# 抜粋
###

圧倒亭グランパのブログ

30年後の自分にもわかるように書くブログ

人に優しい定期バッチ処理を書く

この記事は VOYAGE GROUP Advent Canlendar 2015 の17日目の記事です。

こんにちは。 @at_grandpa です。

Slackで将棋を指したあの日 から、もう1年が経つのですか。

早いですねぇ。

ちなみに at_grandma は、 Heroku様の神の裁き によって無期限活動停止中です。

 

さて、最近の自分はというと、定期バッチ処理を書くことが多いです。

定期バッチ処理

それは、サービスを運用する上で、少なからずお付き合いすることになるもの。

今回は、「人に優しい定期バッチ処理を書く」ために自分が普段心掛けていることを書こうと思います。

 

定期バッチ処理とは

言葉の通り、定期的にバッチ処理を行うことです。

メジャーなものとしては、crontab を用いての定期処理などが挙げられます。

用途としては、例えば、

  • 日次集計バッチ
  • 月次集計バッチ
  • 定期お掃除バッチ
  • 1時間毎の最適化バッチ
  • 監視バッチ

などなど、挙げ始めたらキリがありません。用途は多岐に渡ります。

定期バッチ処理を書いているといろいろと考える点があります。今回の内容は以下の6つ。

  1. コケた箇所を把握できるようにログを吐く
  2. 途中から再開できるようにする
  3. 冪等性(べきとうせい)を担保する
  4. リリース後の挙動を多方面からチェックする
  5. DRY_RUN mode
  6. README.mdを更新する

 

1.コケた箇所を把握できるようにログを吐く

バッチ処理は、どんな理由であれ必ずコケます。そういうものなのです。潔く認めましょう。

そして、そのコケた箇所を把握できるようにしましょう。でないと、リカバリできません。

理経過をログに吐き出すと、経過を後から追うことができます。

I, [2015-12-17T01:42:07.806195 #18175]  INFO -- : 最適化処理開始
W, [2015-12-17T01:42:15.152063 #18481]  WARN -- : user_nameが空です [USER_ID:34525]
W, [2015-12-17T01:42:17.001054 #18481]  WARN -- : user_nameが空です [USER_ID:66452]
I, [2015-12-17T01:42:18.951053 #18481]  INFO -- : 更新件数 1034 件
I, [2015-12-17T01:42:23.398336 #18856]  INFO -- : 削除件数 556 件
I, [2015-12-17T01:42:43.968574 #18956]  INFO -- : ファイル [/var/tmp/result_20151217.tsv] への書き込み完了

件数や書き込み先などを出力しておくと、件数が異常に変わったのはいつからか把握できたり、自分以外の人がログを見た時に有力な情報を与えることができます。

###

# データ行
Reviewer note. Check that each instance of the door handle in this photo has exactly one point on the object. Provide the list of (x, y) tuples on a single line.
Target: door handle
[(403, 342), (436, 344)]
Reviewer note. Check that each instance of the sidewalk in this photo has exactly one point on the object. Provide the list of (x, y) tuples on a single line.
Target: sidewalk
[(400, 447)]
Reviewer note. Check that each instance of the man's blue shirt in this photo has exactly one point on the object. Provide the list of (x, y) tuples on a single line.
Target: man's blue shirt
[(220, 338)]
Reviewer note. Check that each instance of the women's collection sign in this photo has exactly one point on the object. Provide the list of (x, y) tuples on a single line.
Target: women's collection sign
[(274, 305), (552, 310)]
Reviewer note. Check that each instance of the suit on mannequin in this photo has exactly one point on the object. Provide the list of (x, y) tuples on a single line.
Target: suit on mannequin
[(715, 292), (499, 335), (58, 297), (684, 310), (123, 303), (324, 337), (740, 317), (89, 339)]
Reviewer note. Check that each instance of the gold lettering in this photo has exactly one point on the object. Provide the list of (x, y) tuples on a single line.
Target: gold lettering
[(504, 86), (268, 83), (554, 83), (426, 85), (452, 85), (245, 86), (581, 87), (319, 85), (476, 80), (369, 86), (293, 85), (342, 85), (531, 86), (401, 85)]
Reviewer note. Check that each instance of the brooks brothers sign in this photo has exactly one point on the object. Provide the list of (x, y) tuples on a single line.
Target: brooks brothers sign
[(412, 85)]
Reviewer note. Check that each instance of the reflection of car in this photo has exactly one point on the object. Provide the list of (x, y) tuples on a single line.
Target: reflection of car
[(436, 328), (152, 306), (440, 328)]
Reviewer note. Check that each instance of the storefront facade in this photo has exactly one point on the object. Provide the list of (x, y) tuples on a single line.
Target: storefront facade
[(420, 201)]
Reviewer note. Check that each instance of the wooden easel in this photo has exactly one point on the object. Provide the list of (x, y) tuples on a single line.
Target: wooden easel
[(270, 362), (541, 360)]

###

# 課題一覧
1. 抜粋のうち「件数や書き込み先などを」で始まる段落を、主要な内容を保ったまま、より簡潔に書き直してください。
2. 抜粋の「I, [2015-12-17T01:42:07.806195 #18175]」から「情報を与えることができます。」までを、一字も変えずに書き出してください。

# 解答
1. 件数や書き込み先をログに出力しておけば、件数が異常に変わり始めた時期を把握でき、他の人がログを見る際にも有力な情報になります。

2.
I, [2015-12-17T01:42:07.806195 #18175]  INFO -- : 最適化処理開始
W, [2015-12-17T01:42:15.152063 #18481]  WARN -- : user_nameが空です [USER_ID:34525]
W, [2015-12-17T01:42:17.001054 #18481]  WARN -- : user_nameが空です [USER_ID:66452]
I, [2015-12-17T01:42:18.951053 #18481]  INFO -- : 更新件数 1034 件
I, [2015-12-17T01:42:23.398336 #18856]  INFO -- : 削除件数 556 件
I, [2015-12-17T01:42:43.968574 #18956]  INFO -- : ファイル [/var/tmp/result_20151217.tsv] への書き込み完了

件数や書き込み先などを出力しておくと、件数が異常に変わったのはいつからか把握できたり、自分以外の人がログを見た時に有力な情報を与えることができます。